▸ Extract provided
05:28:09 am on
Tuesday 19 Mar 2024

The Shore Haven
David Simmonds

I did not know this. 

Wellington - the old incorporated municipality of Wellington - has an official coat of arms and flag. You can look it up on the Web to get all the official registration details, or if you want a better quality image than the newspaper can reproduce.

The coat of arms and flag have fallen by the wayside with amalgamation, but now that Wellington is celebrating its 150th, I say why not bring them out and display them proudly. It sure beats the alternative proposed by County staff - selling our Town Hall and Museum buildings,

How did we get to be so lucky? Well, although Picton beat Wellington to the punch in getting a coat of arms and flag in 1989 (we got ours in 1992), it so happened that the Chief Herald of Canada was one Robert D. Watt, who grew up in the County. Mr. Watt’s family on his mother’s side were from Wellington and had deep loyalist roots. So when approached he was quite sympathetic to the idea of creating a design with loyalist and Wellington connections. 

Mr. Watt, who is now retired as Chief Herald, and who is a citizenship judge in British Columbia and who bears the honorific title “Rideau Herald Emeritus,” walked me through the imagery. The flag, reproduced on the coat of arms, is a stylized “W” against the background of red and white Canadian colours. The three crowns are “loyalist coronets,” traditional representations of loyalist ancestry.

The coat of arms bears the motto “a haven on the shore,” a phrase coined by Mr. Watt. It's as a nod to Wellington’s connection to water and its earlier incarnation as a getaway from the big city. The mixed lion/fish characters are traditional in heraldry, as well, and in this case represent both the lake faring connection and the British connection. The helmet and cornucopia are both traditional heraldic symbols, and the horse sitting on top of the whole shooting match is a Hanoverian horse having a connection with the Duke of Wellington. It also serves a tip of the hat to Wellington’s agricultural roots.

The key to a good coat of arms, Mr. Watt told me, is to do it right because you only get one chance; and to make it simple, but striking and beautiful. Well for my money, he has succeeded. Looking at the coat of arms and flag makes my heart go a flutter.

I understand the Wellington and District Business Association plans to reproduce the flag for flying up and down the village later this year and the coat of arms may appear on mugs and T-shirts. Mr. Watt noted, with a hint of tremor in his voice, that heraldic crests are not sort of thing to be putting on underwear or sporting as tattoos, although he had every confidence that the commercial powers that be would exercise restraint.

This prompts me to wonder. Obviously, the Rolling Stones own their rudely stuck-out tongue logo and licensees pay to use it. Did the County acquire all the proprietary symbols of the old Village of Wellington when amalgamation took place? If it did, and I acknowledge we are not talking about the Rolling Stones, Adidas or Coca Cola, but nonetheless a nice image that deserves reproduction. Why is the City talking about closing the Town Hall and Museum when there is good money in selling licensed products with the coat of arms or flag on it?

I would even, and I hope Mr. Watt will not roll over in his grave-to-be on this, go so far as to say “put it on underwear if it will sell,” if it will bring some money to the County’s coffers to forestall the sale of such wonderful old buildings. Who’s to know what the limit might be? With the Drake Hotel people having acquired the Devonshire Inn, what will stop the trendy Queen Street West crowd, who will now be starting to visit Wellington, from starting to sport hydration bottles and yoga wear bearing the Wellington coat of arms? We would have started a trend that, as trendy people would say, could go viral.

▸ Records supplied
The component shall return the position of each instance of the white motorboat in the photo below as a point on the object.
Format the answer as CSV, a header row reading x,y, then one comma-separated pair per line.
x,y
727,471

==

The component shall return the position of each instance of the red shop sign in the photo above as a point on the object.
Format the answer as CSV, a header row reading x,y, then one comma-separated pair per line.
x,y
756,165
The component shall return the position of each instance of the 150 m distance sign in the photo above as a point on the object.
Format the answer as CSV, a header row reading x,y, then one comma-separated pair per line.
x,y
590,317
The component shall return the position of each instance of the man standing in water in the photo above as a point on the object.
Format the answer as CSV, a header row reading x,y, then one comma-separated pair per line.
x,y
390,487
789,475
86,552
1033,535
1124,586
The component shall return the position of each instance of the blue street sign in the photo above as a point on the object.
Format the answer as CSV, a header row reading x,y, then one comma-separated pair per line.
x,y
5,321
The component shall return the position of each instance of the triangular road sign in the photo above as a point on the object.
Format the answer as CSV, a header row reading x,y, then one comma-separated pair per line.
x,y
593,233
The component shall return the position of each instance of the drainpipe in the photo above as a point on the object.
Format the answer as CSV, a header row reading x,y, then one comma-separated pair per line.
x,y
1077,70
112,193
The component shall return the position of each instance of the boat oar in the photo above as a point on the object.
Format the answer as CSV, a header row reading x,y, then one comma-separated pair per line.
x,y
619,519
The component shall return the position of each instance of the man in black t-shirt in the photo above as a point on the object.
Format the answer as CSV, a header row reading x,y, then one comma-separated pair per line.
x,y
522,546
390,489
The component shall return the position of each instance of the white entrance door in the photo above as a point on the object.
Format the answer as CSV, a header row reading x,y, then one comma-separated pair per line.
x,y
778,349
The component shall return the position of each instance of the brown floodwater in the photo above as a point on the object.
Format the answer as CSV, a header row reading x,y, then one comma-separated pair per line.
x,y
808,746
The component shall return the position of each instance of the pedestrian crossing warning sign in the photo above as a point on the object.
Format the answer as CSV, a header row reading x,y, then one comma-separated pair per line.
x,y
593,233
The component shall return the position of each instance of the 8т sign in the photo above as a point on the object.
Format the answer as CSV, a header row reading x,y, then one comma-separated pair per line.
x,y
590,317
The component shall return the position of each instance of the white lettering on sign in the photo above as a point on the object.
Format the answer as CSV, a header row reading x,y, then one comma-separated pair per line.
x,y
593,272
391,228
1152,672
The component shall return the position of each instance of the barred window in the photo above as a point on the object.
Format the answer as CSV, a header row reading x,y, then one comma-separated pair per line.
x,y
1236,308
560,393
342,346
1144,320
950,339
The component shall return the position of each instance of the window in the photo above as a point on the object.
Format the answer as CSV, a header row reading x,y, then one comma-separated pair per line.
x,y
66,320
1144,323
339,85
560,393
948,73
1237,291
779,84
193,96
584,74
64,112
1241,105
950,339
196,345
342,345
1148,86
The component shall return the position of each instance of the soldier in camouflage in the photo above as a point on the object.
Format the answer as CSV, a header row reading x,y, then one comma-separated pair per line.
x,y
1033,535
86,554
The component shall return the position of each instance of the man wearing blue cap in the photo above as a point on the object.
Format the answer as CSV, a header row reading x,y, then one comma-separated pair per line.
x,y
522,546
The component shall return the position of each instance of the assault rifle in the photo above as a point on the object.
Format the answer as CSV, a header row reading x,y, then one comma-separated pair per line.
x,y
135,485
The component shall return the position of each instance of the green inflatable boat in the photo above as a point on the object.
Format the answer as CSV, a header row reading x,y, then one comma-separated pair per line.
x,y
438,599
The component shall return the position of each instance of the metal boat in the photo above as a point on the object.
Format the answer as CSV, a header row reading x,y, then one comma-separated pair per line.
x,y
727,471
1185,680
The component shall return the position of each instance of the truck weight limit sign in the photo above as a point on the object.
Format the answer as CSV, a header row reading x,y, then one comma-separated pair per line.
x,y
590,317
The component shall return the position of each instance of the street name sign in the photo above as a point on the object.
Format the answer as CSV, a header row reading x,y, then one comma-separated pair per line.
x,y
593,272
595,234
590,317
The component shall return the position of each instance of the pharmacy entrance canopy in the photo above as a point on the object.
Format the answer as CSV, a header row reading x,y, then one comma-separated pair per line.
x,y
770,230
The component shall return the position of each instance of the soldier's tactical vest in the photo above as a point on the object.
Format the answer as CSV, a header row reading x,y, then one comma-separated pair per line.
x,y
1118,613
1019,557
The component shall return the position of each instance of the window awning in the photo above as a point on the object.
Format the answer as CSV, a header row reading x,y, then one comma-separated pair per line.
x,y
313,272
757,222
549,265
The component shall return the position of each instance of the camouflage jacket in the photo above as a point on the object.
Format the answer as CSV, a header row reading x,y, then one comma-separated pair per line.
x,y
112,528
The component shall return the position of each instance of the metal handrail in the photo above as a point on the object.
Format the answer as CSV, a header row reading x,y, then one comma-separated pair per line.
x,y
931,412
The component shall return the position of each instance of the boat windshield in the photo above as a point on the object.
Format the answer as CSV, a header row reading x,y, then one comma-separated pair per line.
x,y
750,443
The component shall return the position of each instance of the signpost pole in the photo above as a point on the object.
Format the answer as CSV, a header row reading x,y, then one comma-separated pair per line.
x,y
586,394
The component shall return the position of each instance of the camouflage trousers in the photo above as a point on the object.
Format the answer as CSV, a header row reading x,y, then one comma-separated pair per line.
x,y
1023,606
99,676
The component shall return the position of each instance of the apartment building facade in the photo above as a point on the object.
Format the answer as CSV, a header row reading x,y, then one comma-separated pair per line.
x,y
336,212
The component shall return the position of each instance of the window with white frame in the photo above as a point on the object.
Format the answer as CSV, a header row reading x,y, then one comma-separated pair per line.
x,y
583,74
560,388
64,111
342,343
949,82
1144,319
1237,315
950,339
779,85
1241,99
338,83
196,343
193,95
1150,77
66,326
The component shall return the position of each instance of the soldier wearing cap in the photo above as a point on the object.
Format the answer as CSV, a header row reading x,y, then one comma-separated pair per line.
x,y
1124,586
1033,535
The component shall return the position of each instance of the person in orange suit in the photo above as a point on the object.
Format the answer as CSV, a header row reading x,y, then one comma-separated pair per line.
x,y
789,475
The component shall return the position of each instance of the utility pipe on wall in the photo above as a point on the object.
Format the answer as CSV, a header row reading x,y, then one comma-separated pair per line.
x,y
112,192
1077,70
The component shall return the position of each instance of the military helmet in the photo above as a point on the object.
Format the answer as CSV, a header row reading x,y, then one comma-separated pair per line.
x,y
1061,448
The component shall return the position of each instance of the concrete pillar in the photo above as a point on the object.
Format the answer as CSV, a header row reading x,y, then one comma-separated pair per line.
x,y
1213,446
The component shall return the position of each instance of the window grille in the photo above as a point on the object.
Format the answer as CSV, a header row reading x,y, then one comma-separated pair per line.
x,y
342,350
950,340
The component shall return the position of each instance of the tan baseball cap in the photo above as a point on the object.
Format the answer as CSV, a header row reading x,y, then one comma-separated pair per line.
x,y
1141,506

▸ Directions
1. Can you rewrite the paragraph of the column on Wellington's coat of arms that begins "How did we get to be so lucky?" more briefly, keeping its main facts?
2. Reproduce the passage of the column on Wellington's coat of arms between "The coat of arms bears" and "Wellington’s agricultural roots.", inclusive.

▸ Activity answers
1. Picton got its coat of arms and flag in 1989, three years before Wellington got its own in 1992. At that time the Chief Herald of Canada was Robert D. Watt, who grew up in the County. His mother's family came from Wellington and had deep loyalist roots, so he was sympathetic to creating a design with loyalist and Wellington connections.

2.
The coat of arms bears the motto “a haven on the shore,” a phrase coined by Mr. Watt. It's as a nod to Wellington’s connection to water and its earlier incarnation as a getaway from the big city. The mixed lion/fish characters are traditional in heraldry, as well, and in this case represent both the lake faring connection and the British connection. The helmet and cornucopia are both traditional heraldic symbols, and the horse sitting on top of the whole shooting match is a Hanoverian horse having a connection with the Duke of Wellington. It also serves a tip of the hat to Wellington’s agricultural roots.